> _WORK TO COMPLETE_
Extract the full listing verbatim and drop any pictures from your copy.
● ● ● ● ●
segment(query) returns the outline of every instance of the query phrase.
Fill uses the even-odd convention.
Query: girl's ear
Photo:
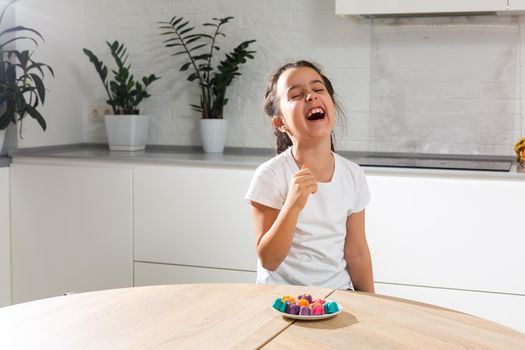
[[[272,124],[277,130],[279,130],[281,132],[286,132],[286,125],[283,122],[283,118],[281,118],[281,117],[279,117],[277,115],[274,115],[272,117]]]

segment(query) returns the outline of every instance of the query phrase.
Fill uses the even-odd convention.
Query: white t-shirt
[[[257,283],[353,288],[344,259],[346,220],[366,207],[370,192],[359,165],[333,155],[332,180],[317,183],[317,192],[308,197],[288,256],[276,271],[266,270],[259,260]],[[281,209],[292,175],[298,171],[289,147],[257,168],[245,198]]]

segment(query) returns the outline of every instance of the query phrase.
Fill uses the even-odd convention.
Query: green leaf
[[[175,30],[178,32],[179,30],[184,28],[188,23],[190,23],[190,21],[186,21],[186,22],[180,24],[177,28],[175,28]]]
[[[42,117],[42,114],[40,114],[40,112],[38,112],[36,110],[36,108],[33,108],[32,106],[30,105],[26,105],[26,110],[27,110],[27,113],[34,119],[36,119],[36,121],[38,122],[38,124],[40,124],[40,126],[42,127],[42,129],[45,131],[46,130],[46,121],[44,120],[44,117]]]
[[[207,46],[208,44],[200,44],[200,45],[197,45],[195,47],[192,47],[189,51],[195,51],[195,50],[198,50],[200,49],[201,47],[204,47],[204,46]]]
[[[179,70],[179,71],[180,71],[180,72],[184,72],[184,71],[188,70],[188,68],[190,67],[190,65],[191,65],[191,62],[184,63],[184,64],[182,65],[182,67],[180,67],[180,70]]]
[[[193,29],[195,29],[195,27],[191,27],[191,28],[186,28],[184,29],[183,31],[181,31],[179,33],[180,36],[183,36],[184,34],[188,33],[188,32],[191,32]]]
[[[40,100],[42,103],[44,103],[44,100],[46,98],[46,88],[44,87],[44,83],[42,82],[42,79],[34,73],[29,74],[31,76],[31,79],[35,83],[36,90],[38,92],[38,96],[40,97]]]
[[[179,17],[177,18],[177,16],[173,17],[170,21],[170,24],[172,27],[175,27],[177,24],[180,23],[180,21],[182,21],[184,19],[184,17]]]

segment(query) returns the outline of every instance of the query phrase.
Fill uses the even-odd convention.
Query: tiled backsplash
[[[186,58],[170,56],[159,35],[157,22],[174,15],[194,25],[235,16],[222,49],[257,40],[255,60],[228,93],[227,146],[273,147],[262,112],[266,77],[297,59],[321,64],[335,86],[346,115],[339,150],[511,155],[524,133],[522,17],[372,23],[336,16],[333,0],[86,0],[84,7],[85,47],[107,57],[104,42],[118,39],[136,75],[162,77],[143,105],[153,116],[152,144],[200,144],[199,115],[188,106],[198,101],[197,86],[178,71]],[[103,101],[94,71],[83,70],[85,104]],[[83,125],[85,141],[105,142],[103,125],[87,113]]]

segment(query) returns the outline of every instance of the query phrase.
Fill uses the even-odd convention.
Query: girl
[[[310,62],[286,64],[268,82],[264,109],[278,155],[257,168],[246,194],[257,283],[374,292],[365,237],[370,193],[362,169],[333,152],[332,84]]]

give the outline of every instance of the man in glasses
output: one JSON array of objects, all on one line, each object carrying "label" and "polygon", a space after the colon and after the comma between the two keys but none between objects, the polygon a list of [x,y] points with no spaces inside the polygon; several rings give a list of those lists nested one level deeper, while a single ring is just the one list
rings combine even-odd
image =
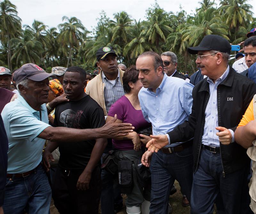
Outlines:
[{"label": "man in glasses", "polygon": [[188,48],[190,53],[197,54],[198,67],[208,77],[194,88],[188,119],[166,135],[151,136],[147,145],[157,152],[194,137],[191,213],[212,213],[219,194],[225,213],[251,213],[246,180],[250,160],[246,149],[235,141],[234,133],[256,92],[256,85],[228,65],[230,50],[227,40],[214,35]]},{"label": "man in glasses", "polygon": [[173,52],[166,51],[161,54],[161,58],[164,63],[164,72],[168,76],[180,78],[189,82],[189,78],[177,71],[178,60],[176,54]]}]

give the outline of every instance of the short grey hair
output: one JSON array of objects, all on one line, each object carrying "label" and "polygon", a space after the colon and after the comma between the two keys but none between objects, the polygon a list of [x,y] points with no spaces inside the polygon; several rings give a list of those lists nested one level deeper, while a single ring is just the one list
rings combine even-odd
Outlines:
[{"label": "short grey hair", "polygon": [[173,52],[171,52],[171,51],[164,52],[161,54],[161,56],[162,57],[162,56],[171,57],[171,60],[172,62],[177,62],[178,63],[178,59],[177,58],[177,56],[176,56],[176,54]]},{"label": "short grey hair", "polygon": [[20,92],[20,89],[19,88],[19,86],[20,85],[22,86],[24,88],[28,88],[28,79],[25,79],[24,80],[22,80],[22,81],[21,81],[18,84],[17,84],[17,85],[16,86],[17,90],[18,90],[18,91],[19,91],[19,92]]},{"label": "short grey hair", "polygon": [[211,50],[210,52],[211,53],[220,53],[222,55],[222,56],[224,60],[227,62],[227,64],[228,64],[228,60],[230,58],[230,54],[228,53],[223,53],[218,50]]}]

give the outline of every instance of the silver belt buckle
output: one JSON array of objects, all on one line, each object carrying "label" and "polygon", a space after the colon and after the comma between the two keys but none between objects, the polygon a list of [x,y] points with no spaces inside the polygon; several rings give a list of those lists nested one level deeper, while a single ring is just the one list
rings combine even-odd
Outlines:
[{"label": "silver belt buckle", "polygon": [[22,175],[22,177],[23,178],[26,178],[26,177],[28,177],[28,175],[30,175],[30,174],[31,174],[31,173],[30,173],[30,174],[29,174],[28,175],[24,175],[24,174],[25,174],[25,173],[26,173],[26,172],[25,172],[25,173],[21,173],[21,174]]},{"label": "silver belt buckle", "polygon": [[217,153],[216,151],[215,150],[215,148],[216,147],[214,147],[212,146],[209,146],[209,147],[210,148],[210,151],[211,152],[215,153]]}]

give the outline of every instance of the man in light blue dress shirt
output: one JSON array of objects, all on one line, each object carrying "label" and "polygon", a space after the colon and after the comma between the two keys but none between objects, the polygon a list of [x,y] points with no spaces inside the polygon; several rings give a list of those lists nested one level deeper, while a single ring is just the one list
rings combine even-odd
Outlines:
[{"label": "man in light blue dress shirt", "polygon": [[[139,94],[141,110],[145,119],[152,123],[153,134],[165,134],[187,120],[191,112],[193,85],[180,78],[168,77],[163,72],[161,57],[153,51],[140,55],[136,67],[144,86]],[[192,145],[192,140],[177,142],[153,154],[150,167],[150,213],[167,213],[170,190],[175,179],[190,200]],[[148,153],[146,152],[143,157],[150,155]]]},{"label": "man in light blue dress shirt", "polygon": [[188,48],[190,53],[197,54],[196,62],[208,77],[194,88],[188,120],[168,132],[169,137],[152,136],[147,145],[157,152],[194,136],[193,214],[212,213],[215,202],[218,213],[252,213],[247,181],[250,160],[246,150],[234,141],[234,133],[256,85],[228,65],[231,49],[228,40],[215,35]]}]

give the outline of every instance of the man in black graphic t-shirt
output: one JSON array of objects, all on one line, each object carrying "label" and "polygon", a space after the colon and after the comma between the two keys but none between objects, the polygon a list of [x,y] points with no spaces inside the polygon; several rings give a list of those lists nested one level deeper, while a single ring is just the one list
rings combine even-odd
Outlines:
● ● ● ● ●
> _RESPONSE BELOW_
segment(query) returns the outline of every instance of the query phrase.
Fill uses the even-odd convention.
Query: girl's ear
Photo:
[[[272,124],[277,130],[279,130],[281,132],[286,132],[286,125],[283,122],[283,118],[281,118],[281,117],[279,117],[277,115],[274,115],[272,117]]]

segment(query) returns the outline of every instance of the query phrase.
Fill uses the even-odd convention.
Query: white t-shirt
[[[257,283],[353,288],[344,259],[346,220],[366,207],[370,192],[359,165],[333,155],[332,180],[317,183],[317,192],[308,197],[288,256],[276,271],[266,270],[259,260]],[[281,209],[292,175],[298,171],[289,147],[257,168],[245,198]]]

segment(query) returns the outline of every instance of the query phrase.
Fill uses the even-odd convention.
Query: green leaf
[[[175,30],[178,32],[179,30],[184,28],[188,23],[190,23],[190,21],[186,21],[186,22],[180,24],[177,28],[175,28]]]
[[[42,117],[42,114],[40,114],[40,112],[38,112],[36,110],[36,108],[33,108],[32,106],[30,105],[26,105],[26,110],[27,110],[27,113],[34,119],[36,119],[36,121],[38,122],[38,124],[40,124],[40,126],[42,127],[42,129],[45,131],[46,130],[46,121],[44,120],[44,117]]]
[[[207,46],[208,44],[200,44],[200,45],[197,45],[195,47],[192,47],[189,51],[195,51],[195,50],[198,50],[200,49],[201,47],[204,47],[204,46]]]
[[[179,70],[179,71],[180,71],[180,72],[184,72],[184,71],[188,70],[188,68],[190,67],[190,65],[191,65],[191,62],[184,63],[184,64],[182,65],[182,67],[180,67],[180,70]]]
[[[193,29],[195,29],[195,27],[191,27],[191,28],[186,28],[184,29],[183,31],[181,31],[179,33],[180,36],[183,36],[184,34],[188,33],[188,32],[191,32]]]
[[[40,100],[42,103],[44,103],[44,100],[46,98],[46,88],[44,87],[44,83],[42,82],[42,79],[34,73],[29,74],[31,76],[31,79],[35,83],[36,90],[38,92],[38,96],[40,97]]]
[[[179,17],[177,18],[177,16],[173,17],[170,21],[170,24],[172,27],[175,27],[177,24],[180,23],[180,21],[182,21],[184,19],[184,17]]]

segment(query) returns the outline of every instance of the query phrase.
Fill uses the even-odd convention.
Query: tiled backsplash
[[[186,58],[170,56],[159,35],[157,22],[174,15],[194,25],[235,16],[222,49],[257,40],[255,60],[228,93],[227,146],[273,147],[262,112],[266,77],[297,59],[321,64],[335,86],[346,115],[339,150],[511,155],[524,133],[522,17],[372,23],[336,16],[333,0],[86,0],[84,7],[85,47],[107,57],[104,42],[118,39],[136,75],[162,77],[143,105],[153,116],[152,144],[200,144],[199,115],[188,106],[198,101],[197,86],[178,71]],[[103,101],[94,71],[83,70],[85,104]],[[83,125],[85,141],[105,142],[103,125],[87,113]]]

segment(query) returns the outline of every instance of the query phrase.
Fill uses the even-odd convention.
Query: girl
[[[310,62],[286,64],[268,82],[264,109],[278,155],[257,168],[246,194],[257,283],[374,292],[365,237],[370,193],[362,169],[333,152],[332,84]]]

give the outline of every instance of the man in glasses
output: one JSON array of objects, all on one line, each object carrying "label" and "polygon", a space after the colon and after the comma between the two keys but none between objects, the polygon a list of [x,y] points with no spaces inside the polygon; several rings give a list of those lists nested one level deeper, while a single ring is just the one list
rings combine even-odd
image =
Outlines:
[{"label": "man in glasses", "polygon": [[188,48],[190,53],[197,54],[198,67],[208,77],[194,88],[188,119],[166,135],[151,136],[147,145],[157,152],[194,137],[191,213],[212,213],[219,194],[225,213],[251,213],[246,180],[250,160],[246,149],[235,141],[234,133],[256,92],[256,85],[228,65],[230,50],[227,40],[214,35]]},{"label": "man in glasses", "polygon": [[173,52],[166,51],[161,54],[161,58],[164,63],[164,72],[168,76],[180,78],[189,82],[189,78],[177,71],[178,60],[176,54]]}]

give the outline of every instance of the short grey hair
output: one JSON array of objects, all on one line, each object carrying "label" and "polygon", a space after the colon and after the comma between the two keys but none between objects, the polygon a list of [x,y] points with no spaces inside the polygon; several rings give a list of those lists nested one level deeper, while a single ring is just the one list
rings combine even-odd
Outlines:
[{"label": "short grey hair", "polygon": [[173,52],[171,52],[171,51],[164,52],[161,54],[161,56],[162,57],[162,56],[171,57],[171,60],[172,62],[177,62],[178,63],[178,59],[177,58],[177,56],[176,56],[176,54]]},{"label": "short grey hair", "polygon": [[20,92],[20,89],[19,88],[19,86],[20,85],[22,86],[24,88],[28,88],[28,79],[25,79],[24,80],[22,80],[22,81],[21,81],[18,84],[17,84],[17,85],[16,86],[17,90],[18,90],[18,91],[19,91],[19,92]]},{"label": "short grey hair", "polygon": [[211,50],[210,52],[211,53],[220,53],[222,55],[222,56],[224,60],[227,62],[227,64],[228,64],[228,60],[230,58],[230,54],[228,53],[223,53],[218,50]]}]

give the outline of every instance of the silver belt buckle
output: one JSON array of objects, all on one line, each object carrying "label" and "polygon", a space after the colon and after the comma between the two keys but none between objects, the polygon a list of [x,y] points with no spaces inside the polygon; several rings give a list of those lists nested one level deeper, while a single ring is just the one list
rings combine even-odd
Outlines:
[{"label": "silver belt buckle", "polygon": [[22,175],[22,177],[23,178],[26,178],[26,177],[28,177],[28,175],[30,175],[30,174],[31,174],[31,173],[30,173],[30,174],[29,174],[28,175],[24,175],[24,174],[25,174],[25,173],[26,173],[26,172],[25,172],[25,173],[21,173],[21,174]]},{"label": "silver belt buckle", "polygon": [[217,153],[216,151],[215,150],[215,148],[216,147],[214,147],[212,146],[209,146],[209,147],[210,148],[210,151],[211,152],[215,153]]}]

give the outline of every instance of the man in light blue dress shirt
output: one JSON array of objects, all on one line, each object carrying "label" and "polygon", a space after the colon and after the comma between the two keys but none between objects, the polygon a list of [x,y] points with no spaces inside the polygon; several rings give a list of those lists nested one level deeper, while a single ring is just the one list
rings combine even-odd
Outlines:
[{"label": "man in light blue dress shirt", "polygon": [[[139,94],[141,110],[145,119],[152,123],[153,134],[165,134],[187,120],[191,112],[193,85],[180,78],[168,77],[163,72],[161,57],[153,51],[140,55],[136,67],[144,86]],[[192,145],[192,140],[177,142],[153,154],[150,167],[150,213],[167,213],[170,190],[175,179],[190,200]],[[148,153],[146,152],[143,157],[150,155]]]},{"label": "man in light blue dress shirt", "polygon": [[188,48],[190,53],[197,54],[196,62],[208,77],[194,88],[188,120],[168,132],[169,137],[152,136],[147,145],[157,152],[194,136],[193,214],[212,213],[215,202],[218,213],[252,213],[247,181],[250,160],[246,150],[234,141],[234,133],[256,85],[228,65],[231,49],[228,40],[215,35]]}]

give the outline of every instance of the man in black graphic t-shirt
output: one JSON array of objects, all on one line, each object carrying "label" and "polygon", a space after the colon and after the comma between the two keys but none between objects, the polygon a list of [x,y] points with no spaces inside the polygon; several rings give a list of those lists nested one level deeper, while a single ring is just the one list
rings combine even-odd
Outlines:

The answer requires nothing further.